* [Listed entries]

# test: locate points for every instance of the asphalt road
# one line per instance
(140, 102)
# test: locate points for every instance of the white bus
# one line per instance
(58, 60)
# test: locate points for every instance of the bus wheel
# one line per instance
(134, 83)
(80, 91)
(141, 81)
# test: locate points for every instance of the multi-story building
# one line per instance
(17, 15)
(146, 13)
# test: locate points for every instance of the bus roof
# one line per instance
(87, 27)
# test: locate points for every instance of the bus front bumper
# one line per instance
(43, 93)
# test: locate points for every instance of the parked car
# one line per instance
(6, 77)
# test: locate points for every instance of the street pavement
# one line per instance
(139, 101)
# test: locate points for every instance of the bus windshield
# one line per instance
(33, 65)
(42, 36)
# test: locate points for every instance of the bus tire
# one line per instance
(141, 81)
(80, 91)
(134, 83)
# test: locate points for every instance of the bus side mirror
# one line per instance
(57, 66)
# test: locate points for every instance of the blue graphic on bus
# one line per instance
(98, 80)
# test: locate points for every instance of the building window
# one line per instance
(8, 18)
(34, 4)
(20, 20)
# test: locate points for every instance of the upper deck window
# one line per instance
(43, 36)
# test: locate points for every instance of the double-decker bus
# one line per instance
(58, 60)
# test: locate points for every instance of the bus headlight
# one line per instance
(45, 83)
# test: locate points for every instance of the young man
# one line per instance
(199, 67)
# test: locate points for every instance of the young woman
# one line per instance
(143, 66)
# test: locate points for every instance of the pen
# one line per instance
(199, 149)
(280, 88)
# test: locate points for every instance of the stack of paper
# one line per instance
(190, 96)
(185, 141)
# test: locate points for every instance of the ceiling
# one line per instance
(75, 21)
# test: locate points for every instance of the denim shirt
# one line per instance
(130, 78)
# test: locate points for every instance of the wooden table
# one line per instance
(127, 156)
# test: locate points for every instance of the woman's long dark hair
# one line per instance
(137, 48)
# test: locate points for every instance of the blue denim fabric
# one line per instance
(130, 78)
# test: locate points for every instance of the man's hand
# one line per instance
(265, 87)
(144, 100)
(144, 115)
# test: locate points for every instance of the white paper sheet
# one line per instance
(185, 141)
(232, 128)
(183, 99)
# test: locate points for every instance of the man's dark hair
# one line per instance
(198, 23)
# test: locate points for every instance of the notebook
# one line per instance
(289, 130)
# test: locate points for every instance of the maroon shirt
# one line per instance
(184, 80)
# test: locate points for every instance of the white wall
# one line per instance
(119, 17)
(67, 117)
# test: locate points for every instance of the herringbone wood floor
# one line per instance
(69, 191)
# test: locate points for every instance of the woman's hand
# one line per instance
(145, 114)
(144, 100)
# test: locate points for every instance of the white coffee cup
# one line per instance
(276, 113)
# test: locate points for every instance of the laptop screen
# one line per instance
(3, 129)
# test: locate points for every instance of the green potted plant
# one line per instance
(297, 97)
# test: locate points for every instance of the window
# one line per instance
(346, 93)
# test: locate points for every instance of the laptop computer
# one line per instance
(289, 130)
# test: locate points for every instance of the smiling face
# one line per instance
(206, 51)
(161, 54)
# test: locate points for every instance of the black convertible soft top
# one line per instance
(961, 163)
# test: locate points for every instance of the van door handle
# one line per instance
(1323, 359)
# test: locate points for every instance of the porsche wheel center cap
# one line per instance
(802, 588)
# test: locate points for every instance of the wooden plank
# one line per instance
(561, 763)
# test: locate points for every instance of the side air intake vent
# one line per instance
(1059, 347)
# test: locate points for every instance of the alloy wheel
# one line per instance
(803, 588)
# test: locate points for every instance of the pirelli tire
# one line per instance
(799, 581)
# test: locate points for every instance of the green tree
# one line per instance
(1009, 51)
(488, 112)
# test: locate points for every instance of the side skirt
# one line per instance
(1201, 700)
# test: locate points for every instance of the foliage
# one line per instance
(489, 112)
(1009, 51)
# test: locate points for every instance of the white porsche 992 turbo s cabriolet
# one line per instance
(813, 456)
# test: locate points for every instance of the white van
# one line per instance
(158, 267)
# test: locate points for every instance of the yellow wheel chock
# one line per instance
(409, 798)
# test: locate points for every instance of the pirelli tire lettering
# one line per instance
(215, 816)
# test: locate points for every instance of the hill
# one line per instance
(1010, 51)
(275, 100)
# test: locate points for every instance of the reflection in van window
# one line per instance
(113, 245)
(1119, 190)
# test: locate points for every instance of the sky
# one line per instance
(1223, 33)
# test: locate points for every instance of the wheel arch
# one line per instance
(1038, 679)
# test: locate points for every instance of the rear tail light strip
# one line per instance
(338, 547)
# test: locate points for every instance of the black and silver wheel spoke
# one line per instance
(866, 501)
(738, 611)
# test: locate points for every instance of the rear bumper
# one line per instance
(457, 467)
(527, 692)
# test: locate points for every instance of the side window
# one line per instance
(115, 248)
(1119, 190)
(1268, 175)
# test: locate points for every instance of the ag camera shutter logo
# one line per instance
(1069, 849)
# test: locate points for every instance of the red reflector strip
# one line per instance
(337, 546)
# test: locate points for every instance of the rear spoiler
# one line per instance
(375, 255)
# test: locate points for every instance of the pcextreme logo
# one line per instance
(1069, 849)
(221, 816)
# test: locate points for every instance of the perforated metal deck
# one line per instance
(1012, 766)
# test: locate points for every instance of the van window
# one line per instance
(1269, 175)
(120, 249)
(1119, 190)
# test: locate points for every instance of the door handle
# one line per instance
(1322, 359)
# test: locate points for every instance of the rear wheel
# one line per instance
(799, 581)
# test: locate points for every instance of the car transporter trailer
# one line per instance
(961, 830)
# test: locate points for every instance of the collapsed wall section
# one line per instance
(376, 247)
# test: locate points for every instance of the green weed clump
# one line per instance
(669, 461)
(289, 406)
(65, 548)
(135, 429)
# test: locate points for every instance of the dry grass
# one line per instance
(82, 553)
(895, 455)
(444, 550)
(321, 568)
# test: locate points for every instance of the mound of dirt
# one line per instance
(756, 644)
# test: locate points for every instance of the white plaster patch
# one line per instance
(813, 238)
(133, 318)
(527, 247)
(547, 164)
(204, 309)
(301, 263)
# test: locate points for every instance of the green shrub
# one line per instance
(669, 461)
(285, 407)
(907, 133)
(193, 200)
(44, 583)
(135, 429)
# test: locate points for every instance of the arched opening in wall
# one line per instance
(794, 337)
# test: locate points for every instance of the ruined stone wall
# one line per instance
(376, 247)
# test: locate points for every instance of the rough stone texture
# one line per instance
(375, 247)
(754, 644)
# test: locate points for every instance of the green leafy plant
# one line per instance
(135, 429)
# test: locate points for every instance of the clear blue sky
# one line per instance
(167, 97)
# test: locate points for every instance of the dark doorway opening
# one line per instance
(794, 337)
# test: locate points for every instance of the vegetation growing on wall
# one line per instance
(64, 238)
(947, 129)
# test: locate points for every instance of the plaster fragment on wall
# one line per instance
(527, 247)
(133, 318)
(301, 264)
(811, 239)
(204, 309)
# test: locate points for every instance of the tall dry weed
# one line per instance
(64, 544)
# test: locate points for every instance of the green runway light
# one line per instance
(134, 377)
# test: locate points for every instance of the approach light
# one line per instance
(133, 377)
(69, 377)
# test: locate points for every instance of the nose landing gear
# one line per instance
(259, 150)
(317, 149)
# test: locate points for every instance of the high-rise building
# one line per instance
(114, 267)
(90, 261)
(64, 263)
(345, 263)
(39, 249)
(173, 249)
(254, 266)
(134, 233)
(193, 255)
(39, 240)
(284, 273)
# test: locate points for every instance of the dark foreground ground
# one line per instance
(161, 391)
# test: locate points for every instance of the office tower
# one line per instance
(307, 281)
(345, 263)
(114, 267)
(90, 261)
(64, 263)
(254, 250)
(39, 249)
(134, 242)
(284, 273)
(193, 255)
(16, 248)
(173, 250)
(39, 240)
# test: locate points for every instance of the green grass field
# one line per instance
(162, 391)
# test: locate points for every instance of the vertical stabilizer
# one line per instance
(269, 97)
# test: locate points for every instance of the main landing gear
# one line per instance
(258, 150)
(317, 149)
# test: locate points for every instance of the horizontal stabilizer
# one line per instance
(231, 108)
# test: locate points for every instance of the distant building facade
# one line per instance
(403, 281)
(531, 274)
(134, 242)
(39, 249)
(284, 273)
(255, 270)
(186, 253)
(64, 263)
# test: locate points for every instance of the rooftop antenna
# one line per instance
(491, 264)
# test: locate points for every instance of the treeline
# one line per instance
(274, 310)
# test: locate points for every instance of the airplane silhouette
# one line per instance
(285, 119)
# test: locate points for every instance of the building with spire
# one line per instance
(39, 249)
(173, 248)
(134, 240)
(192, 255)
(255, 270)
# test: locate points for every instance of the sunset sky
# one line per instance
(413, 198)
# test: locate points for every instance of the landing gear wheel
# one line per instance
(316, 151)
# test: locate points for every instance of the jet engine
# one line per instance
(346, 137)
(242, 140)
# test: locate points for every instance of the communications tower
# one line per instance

* [What the task asks] All lines from the line containing "# test: locate points for every instance of the treeline" through the end of the listing above are to be duplicated exactly; include both ends and nothing further.

* [Solution]
# test: locate points for every instance of the treeline
# one line per instance
(274, 310)
# test: locate points for every instance of the airplane silhouette
# one line per instance
(285, 119)
# test: locate points for every instance of the building with spire
# one line per instance
(39, 249)
(173, 248)
(134, 240)
(192, 255)
(255, 270)
# test: locate points for every instance of the sunset sky
# one line per instance
(413, 198)
# test: locate points for every instance of the landing gear wheel
# one line per instance
(316, 151)
# test: locate points for every instance of the jet engine
# one line per instance
(346, 137)
(242, 140)
# test: locate points for every instance of the communications tower
# one line per instance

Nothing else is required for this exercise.